DATA LISTING
[start]
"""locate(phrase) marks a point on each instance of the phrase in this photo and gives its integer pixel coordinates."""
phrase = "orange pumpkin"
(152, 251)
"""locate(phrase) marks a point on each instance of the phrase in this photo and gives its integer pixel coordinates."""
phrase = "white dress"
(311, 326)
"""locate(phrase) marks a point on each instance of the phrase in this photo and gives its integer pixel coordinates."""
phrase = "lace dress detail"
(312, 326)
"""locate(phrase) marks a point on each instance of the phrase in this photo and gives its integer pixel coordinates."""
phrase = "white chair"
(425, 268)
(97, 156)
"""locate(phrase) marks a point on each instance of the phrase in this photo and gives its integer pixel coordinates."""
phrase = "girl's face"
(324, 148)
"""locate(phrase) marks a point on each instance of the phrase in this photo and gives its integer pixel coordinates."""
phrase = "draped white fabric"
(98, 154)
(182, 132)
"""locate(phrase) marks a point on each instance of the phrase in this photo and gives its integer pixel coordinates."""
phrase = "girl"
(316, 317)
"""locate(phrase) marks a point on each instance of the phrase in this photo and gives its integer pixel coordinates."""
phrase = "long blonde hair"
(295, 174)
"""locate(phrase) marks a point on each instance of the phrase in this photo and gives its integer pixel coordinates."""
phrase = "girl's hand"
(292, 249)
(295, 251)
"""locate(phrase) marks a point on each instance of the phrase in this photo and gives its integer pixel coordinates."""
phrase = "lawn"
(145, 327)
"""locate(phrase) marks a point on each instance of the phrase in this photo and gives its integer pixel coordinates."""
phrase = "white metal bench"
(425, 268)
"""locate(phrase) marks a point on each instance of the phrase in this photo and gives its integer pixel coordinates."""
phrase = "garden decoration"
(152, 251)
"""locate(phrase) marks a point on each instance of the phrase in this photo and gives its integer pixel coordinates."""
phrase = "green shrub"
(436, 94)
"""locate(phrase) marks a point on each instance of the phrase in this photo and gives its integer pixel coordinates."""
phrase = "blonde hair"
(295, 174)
[end]
TASK DESCRIPTION
Retype the whole listing, matching it exactly.

ANSWER TO THE EXERCISE
"""locate(phrase) marks a point on each instance of the phrase in this photo and gives its integer pixel coordinates."""
phrase = "orange pumpkin"
(152, 251)
"""locate(phrase) marks a point on each instance of the phrase in this photo and gives its integer pixel coordinates."""
phrase = "white dress"
(311, 326)
"""locate(phrase) marks a point on each instance of the phrase in this photo and gives its integer pixel coordinates."""
phrase = "lace dress detail"
(312, 326)
"""locate(phrase) marks a point on each instance of the phrase in this photo and gives its integer pixel coordinates."""
phrase = "white chair"
(425, 268)
(97, 156)
"""locate(phrase) marks a point on each instance of the phrase in this photo and gives its integer pixel coordinates."""
phrase = "girl's face"
(324, 148)
"""locate(phrase) marks a point on each instance of the phrase in this photo and gives its integer pixel coordinates."""
phrase = "draped white fabric"
(98, 154)
(182, 132)
"""locate(phrase) marks a point on each instance of the phrase in this photo and gives its integer pixel coordinates."""
phrase = "girl"
(316, 317)
"""locate(phrase) marks a point on each instance of the phrase in this photo and gives its integer pixel coordinates."""
phrase = "long blonde hair"
(295, 174)
"""locate(phrase) marks a point on each instance of the phrase in this photo and gives its integer pixel coordinates."""
phrase = "girl's hand"
(292, 249)
(295, 251)
"""locate(phrase) marks a point on each instance of the phrase in this photo and gives its integer pixel coordinates."""
phrase = "lawn"
(145, 327)
"""locate(phrase) marks a point on each instance of the phrase in this photo and gives its integer pixel coordinates."""
phrase = "white metal bench"
(425, 268)
"""locate(phrase) marks a point on each instance of the phrase in this photo and gives its integer pixel coordinates."""
phrase = "garden decoration"
(152, 251)
"""locate(phrase) marks a point on each instance of the phrase in this photo and gives its integer pixel coordinates."""
phrase = "green shrub"
(436, 94)
"""locate(phrase) marks a point on each instance of the phrase in this photo and gives its integer pixel coordinates."""
phrase = "blonde hair"
(295, 174)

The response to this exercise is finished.